EXERCISE:
From the entries below, extract every line that includes the word "grey".

⁂

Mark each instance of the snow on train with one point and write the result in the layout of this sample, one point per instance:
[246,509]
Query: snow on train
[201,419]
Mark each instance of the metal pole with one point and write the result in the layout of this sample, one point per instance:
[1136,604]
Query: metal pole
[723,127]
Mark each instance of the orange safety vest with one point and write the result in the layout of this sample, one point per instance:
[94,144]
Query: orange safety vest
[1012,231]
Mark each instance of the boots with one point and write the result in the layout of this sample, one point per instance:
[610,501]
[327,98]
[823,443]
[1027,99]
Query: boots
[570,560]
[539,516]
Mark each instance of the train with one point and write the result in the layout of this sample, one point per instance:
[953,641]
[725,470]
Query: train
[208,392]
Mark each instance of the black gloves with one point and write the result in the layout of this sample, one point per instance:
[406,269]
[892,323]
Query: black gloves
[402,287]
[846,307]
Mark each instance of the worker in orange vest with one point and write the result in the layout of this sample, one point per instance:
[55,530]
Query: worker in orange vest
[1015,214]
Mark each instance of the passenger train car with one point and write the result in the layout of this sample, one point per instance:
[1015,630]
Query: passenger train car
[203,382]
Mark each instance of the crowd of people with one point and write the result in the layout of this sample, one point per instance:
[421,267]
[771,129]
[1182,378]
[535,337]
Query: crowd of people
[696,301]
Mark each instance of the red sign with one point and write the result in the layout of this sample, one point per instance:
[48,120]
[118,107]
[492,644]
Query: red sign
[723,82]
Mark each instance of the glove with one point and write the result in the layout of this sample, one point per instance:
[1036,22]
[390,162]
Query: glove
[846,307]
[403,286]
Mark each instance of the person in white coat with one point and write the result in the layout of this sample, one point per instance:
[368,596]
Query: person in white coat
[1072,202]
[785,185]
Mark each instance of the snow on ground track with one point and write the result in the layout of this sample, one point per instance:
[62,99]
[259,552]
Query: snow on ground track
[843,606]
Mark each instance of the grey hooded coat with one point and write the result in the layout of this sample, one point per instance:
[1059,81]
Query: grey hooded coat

⁂

SOLUTION FOR THIS TASK:
Mark each instance of the grey hooded coat with one point and write the result in the layout of this sample, one point per instance:
Query: grey hooded coat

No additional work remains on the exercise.